*À faire*.
- 1) Recopiez le passage de l'extrait sur le valproate de sodium compris entre « C'est officiel : en » et « pendant la grossesse. », bornes incluses.
- 2) Traduisez en anglais cette phrase de l'extrait sur le valproate de sodium : « Ce n'est en effet qu'en 2006 que le Vidal déconseille pour la première fois l'utilisation de valproate pendant la grossesse. »
- 3) Répondez aux questions suivantes d'après l'extrait sur le valproate de sodium.
(a) Quelles années l'étude de la Cnam et de l'ANSM couvre-t-elle ?
(b) Quel est le taux d'interruptions volontaires de grossesse parmi les 14 322 grossesses ?
(c) Qui préside l'Apesac ?

C'est officiel : en sept ans, au moins 8 700 enfants ont été exposés in utero à un risque tératogène. Un fonds d'indemnisation sera mis en place.

La question est sur toutes les lèvres : combien d'enfants souffrent aujourd'hui de malformations congénitales ou de troubles neurodéveloppementaux à cause du valproate de sodium ? Les chiffres de l'étude conjointe de la Caisse nationale d'assurance maladie (Cnam) et de l'Agence nationale de sécurité du médicament (ANSM) parue le 24 août donnent le vertige : entre 2007 et 2014, « 14 322 grossesses exposées à l’acide valproïque ont été dénombrées », précise le document, dont 8 701 naissances d'un ou plusieurs enfants nés vivants. Ce n'est en effet qu'en 2006 que le Vidal déconseille pour la première fois l'utilisation de valproate pendant la grossesse. 
Étant donné le risque très important de tératogénicité qu'entraîne la molécule – 30 % à 40 % de cas de troubles du comportement –, ce sont plusieurs milliers d'enfants, entre 2 500 et 3 500 âgés de 2 à 9 ans, qui ont aujourd'hui à pâtir à des degrés divers des effets secondaires de la prise de ce médicament. Ce sont surtout ces troubles et des cas de malformations mineures qui seraient à craindre : en effet, le taux important de 30 % d'interruptions volontaires de grossesse (IVG) parmi les 14 322 grossesses laisse penser que les malformations les plus graves ont été détectées in utero. De plus, l'étude Cnam-ANSM ne porte que sur sept ans et ne tient donc pas compte des naissances antérieures exposées au valproate... et donc des milliers d'adolescents et d'adultes qui souffrent aujourd'hui des séquelles du traitement.

Flou sur l'indemnisation

Voilà qui crédibilise l'estimation de 30 000 enfants nés handicapés avancée par Marine Martin, la présidente de l’Association d’aide aux parents d’enfants souffrant du syndrome de l’anti-convulsivant (Apesac). Le ministère de la Santé, dans un communiqué publié le même jour, avance que « le deuxième volet de cette étude portera sur les enfants issus des grossesses exposées ainsi identifiées » et annonce la création d'un fonds d'indemnisation pour les victimes de la molécule, aux contours pour l'instant très flous, qui sera mis sur pied avant la fin de l'année dans les lois de financement. Côté officine, la ministre de la Santé Marisol Touraine se contente de rappeler deux mesures de son « plan d'action » de mars dernier : « un pictogramme indiquant le danger de  [l']utilisation [du valproate de sodium] pendant la grossesse [...] sera apposé sur les boîtes de médicaments [...] dans les six mois (compte tenu des délais de fabrication des boîtes) » et « la création d'un système d’alerte dans les logiciels d’aide à la prescription et à la dispensation utilisés par les médecins et les pharmaciens ». Il va maintenant falloir redoubler d'efforts pour faire respecter aux médecins et aux patientes les règles de prescription et de délivrance de la molécule.

*Données affichées*.

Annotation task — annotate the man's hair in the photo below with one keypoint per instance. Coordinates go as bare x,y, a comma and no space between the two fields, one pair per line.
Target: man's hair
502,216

*Corrigés*.
- 1)
C'est officiel : en sept ans, au moins 8 700 enfants ont été exposés in utero à un risque tératogène. Un fonds d'indemnisation sera mis en place.

La question est sur toutes les lèvres : combien d'enfants souffrent aujourd'hui de malformations congénitales ou de troubles neurodéveloppementaux à cause du valproate de sodium ? Les chiffres de l'étude conjointe de la Caisse nationale d'assurance maladie (Cnam) et de l'Agence nationale de sécurité du médicament (ANSM) parue le 24 août donnent le vertige : entre 2007 et 2014, « 14 322 grossesses exposées à l’acide valproïque ont été dénombrées », précise le document, dont 8 701 naissances d'un ou plusieurs enfants nés vivants. Ce n'est en effet qu'en 2006 que le Vidal déconseille pour la première fois l'utilisation de valproate pendant la grossesse.

- 2) It was in fact only in 2006 that the Vidal first advised against the use of valproate during pregnancy.

- 3)
(a) De 2007 à 2014.
(b) 30 %.
(c) Marine Martin.